» Input records:
..............................

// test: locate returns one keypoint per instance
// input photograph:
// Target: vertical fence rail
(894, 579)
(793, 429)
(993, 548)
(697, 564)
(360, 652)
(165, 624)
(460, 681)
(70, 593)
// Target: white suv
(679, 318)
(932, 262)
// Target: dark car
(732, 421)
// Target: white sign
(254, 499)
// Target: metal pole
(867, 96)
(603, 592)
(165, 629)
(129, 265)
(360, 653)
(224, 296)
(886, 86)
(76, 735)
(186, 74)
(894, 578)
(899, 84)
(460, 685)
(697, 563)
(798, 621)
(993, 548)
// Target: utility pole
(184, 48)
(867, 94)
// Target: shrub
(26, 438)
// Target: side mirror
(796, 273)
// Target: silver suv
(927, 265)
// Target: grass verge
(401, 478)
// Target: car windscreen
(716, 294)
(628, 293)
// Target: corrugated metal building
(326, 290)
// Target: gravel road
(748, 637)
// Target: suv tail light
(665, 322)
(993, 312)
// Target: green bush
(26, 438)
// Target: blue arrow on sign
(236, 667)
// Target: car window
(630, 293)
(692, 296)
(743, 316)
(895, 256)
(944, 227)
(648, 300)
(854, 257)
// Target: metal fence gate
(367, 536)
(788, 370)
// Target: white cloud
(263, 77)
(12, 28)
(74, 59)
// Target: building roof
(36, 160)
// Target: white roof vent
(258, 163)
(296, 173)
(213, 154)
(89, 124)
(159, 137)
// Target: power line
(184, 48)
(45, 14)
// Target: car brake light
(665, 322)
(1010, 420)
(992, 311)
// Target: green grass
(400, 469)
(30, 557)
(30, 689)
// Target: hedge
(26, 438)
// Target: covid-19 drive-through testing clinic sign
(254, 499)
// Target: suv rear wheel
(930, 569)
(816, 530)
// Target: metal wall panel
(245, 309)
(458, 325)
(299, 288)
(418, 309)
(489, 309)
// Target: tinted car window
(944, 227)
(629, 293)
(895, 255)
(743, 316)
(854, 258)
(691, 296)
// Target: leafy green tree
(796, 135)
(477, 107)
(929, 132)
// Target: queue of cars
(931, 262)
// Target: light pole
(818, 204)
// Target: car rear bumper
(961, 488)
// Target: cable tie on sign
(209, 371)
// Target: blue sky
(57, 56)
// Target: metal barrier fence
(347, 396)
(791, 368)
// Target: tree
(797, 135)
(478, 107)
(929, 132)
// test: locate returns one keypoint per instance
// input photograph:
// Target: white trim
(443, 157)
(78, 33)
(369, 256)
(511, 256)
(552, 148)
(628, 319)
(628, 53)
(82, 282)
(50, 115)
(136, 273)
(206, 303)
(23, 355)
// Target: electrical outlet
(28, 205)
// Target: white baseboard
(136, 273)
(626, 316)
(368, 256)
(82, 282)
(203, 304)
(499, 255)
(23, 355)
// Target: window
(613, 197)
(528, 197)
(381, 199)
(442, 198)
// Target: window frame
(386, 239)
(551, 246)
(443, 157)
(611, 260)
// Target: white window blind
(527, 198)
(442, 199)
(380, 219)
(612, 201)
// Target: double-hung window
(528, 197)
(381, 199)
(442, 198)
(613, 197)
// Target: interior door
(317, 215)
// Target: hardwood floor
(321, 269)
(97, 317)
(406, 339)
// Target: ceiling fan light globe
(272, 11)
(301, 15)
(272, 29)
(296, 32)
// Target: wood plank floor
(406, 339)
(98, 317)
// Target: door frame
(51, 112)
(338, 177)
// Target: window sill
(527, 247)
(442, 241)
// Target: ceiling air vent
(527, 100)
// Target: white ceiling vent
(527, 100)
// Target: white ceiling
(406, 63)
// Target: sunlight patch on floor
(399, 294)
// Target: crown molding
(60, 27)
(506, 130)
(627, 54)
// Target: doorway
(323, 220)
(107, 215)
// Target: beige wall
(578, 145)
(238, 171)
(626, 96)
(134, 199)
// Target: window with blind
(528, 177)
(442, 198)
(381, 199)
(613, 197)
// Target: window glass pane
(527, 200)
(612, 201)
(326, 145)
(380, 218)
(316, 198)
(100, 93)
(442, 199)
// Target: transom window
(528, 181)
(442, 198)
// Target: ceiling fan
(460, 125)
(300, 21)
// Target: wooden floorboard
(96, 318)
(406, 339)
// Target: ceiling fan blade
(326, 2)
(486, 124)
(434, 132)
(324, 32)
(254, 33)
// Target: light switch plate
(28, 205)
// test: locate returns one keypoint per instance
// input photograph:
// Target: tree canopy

..............................

» Exercise requirements:
Reproduce the entries above in full, precisely as written.

» Written reply:
// test: locate returns one keypoint per instance
// input photograph:
// Target: vertical fence rail
(894, 579)
(793, 429)
(993, 548)
(697, 564)
(360, 652)
(165, 624)
(460, 681)
(70, 593)
// Target: white suv
(679, 318)
(932, 262)
// Target: dark car
(732, 421)
// Target: white sign
(254, 499)
// Target: metal pole
(867, 96)
(603, 592)
(165, 629)
(129, 265)
(360, 653)
(224, 296)
(886, 86)
(76, 735)
(186, 74)
(894, 578)
(899, 84)
(460, 685)
(697, 563)
(798, 621)
(993, 548)
// Target: utility pole
(184, 48)
(867, 94)
// Target: shrub
(26, 438)
// Target: side mirror
(796, 273)
// Target: silver suv
(927, 265)
// Target: grass verge
(401, 478)
// Target: car windscreen
(716, 294)
(628, 293)
// Target: corrugated metal building
(326, 290)
// Target: gravel road
(748, 637)
// Target: suv tail light
(665, 322)
(993, 312)
// Target: green bush
(26, 438)
// Target: blue arrow on sign
(236, 667)
// Target: car window
(630, 293)
(692, 296)
(743, 316)
(895, 256)
(944, 227)
(648, 300)
(854, 257)
// Target: metal fence gate
(367, 536)
(788, 370)
// Target: white cloud
(263, 77)
(12, 28)
(74, 59)
// Target: building roof
(36, 160)
// Target: white roof vent
(258, 163)
(296, 173)
(213, 154)
(89, 124)
(159, 137)
// Target: power line
(184, 48)
(45, 14)
// Target: car brake light
(665, 322)
(1010, 420)
(992, 311)
// Target: green grass
(400, 469)
(30, 557)
(30, 689)
// Target: hedge
(26, 438)
// Target: covid-19 drive-through testing clinic sign
(254, 499)
// Target: suv rear wheel
(930, 569)
(816, 530)
// Target: metal wall panel
(245, 309)
(458, 325)
(299, 288)
(418, 309)
(489, 309)
// Target: tinted car window
(944, 227)
(629, 293)
(895, 255)
(743, 316)
(854, 258)
(691, 296)
// Target: leafy green tree
(796, 135)
(477, 107)
(929, 132)
// Target: queue of cars
(931, 262)
// Target: light pole
(818, 204)
// Target: car rear bumper
(961, 488)
// Target: cable tie on sign
(209, 371)
// Target: blue sky
(57, 56)
// Target: metal barrier fence
(347, 396)
(791, 368)
// Target: tree
(797, 135)
(478, 107)
(929, 132)
// test: locate returns one keypoint per instance
// input photograph:
// Target: white trim
(443, 157)
(78, 33)
(369, 256)
(511, 256)
(552, 148)
(628, 319)
(628, 53)
(82, 282)
(50, 115)
(136, 273)
(206, 303)
(23, 355)
// Target: electrical outlet
(28, 205)
// Target: white baseboard
(136, 273)
(626, 316)
(368, 256)
(82, 282)
(203, 304)
(499, 255)
(23, 355)
// Target: window
(613, 197)
(528, 197)
(381, 199)
(442, 198)
// Target: window frame
(386, 239)
(551, 246)
(443, 157)
(611, 260)
// Target: white window blind
(527, 198)
(442, 199)
(380, 219)
(612, 201)
// Target: double-hung window
(528, 197)
(381, 199)
(442, 198)
(613, 197)
// Target: interior door
(317, 215)
// Target: hardwood floor
(321, 269)
(97, 317)
(406, 339)
// Target: ceiling fan light globe
(272, 11)
(301, 15)
(272, 29)
(296, 32)
// Target: wood plank floor
(406, 339)
(98, 317)
// Target: door frame
(51, 112)
(338, 177)
// Target: window sill
(527, 247)
(442, 241)
// Target: ceiling air vent
(527, 100)
// Target: white ceiling vent
(527, 100)
// Target: white ceiling
(406, 63)
// Target: sunlight patch on floor
(399, 294)
// Target: crown molding
(60, 27)
(506, 130)
(627, 54)
// Target: doorway
(323, 220)
(107, 215)
// Target: beige wall
(578, 145)
(238, 171)
(626, 96)
(134, 199)
// Target: window with blind
(528, 177)
(442, 198)
(381, 199)
(613, 197)
// Target: window glass pane
(527, 200)
(612, 201)
(326, 145)
(380, 218)
(316, 198)
(100, 93)
(442, 199)
// Target: transom window
(528, 181)
(442, 198)
// Target: ceiling fan
(460, 125)
(300, 21)
// Target: wooden floorboard
(96, 318)
(406, 339)
// Target: ceiling fan blade
(326, 2)
(486, 124)
(434, 132)
(324, 32)
(254, 33)
// Target: light switch plate
(28, 205)
// test: locate returns one keypoint per instance
// input photograph:
// Target: tree canopy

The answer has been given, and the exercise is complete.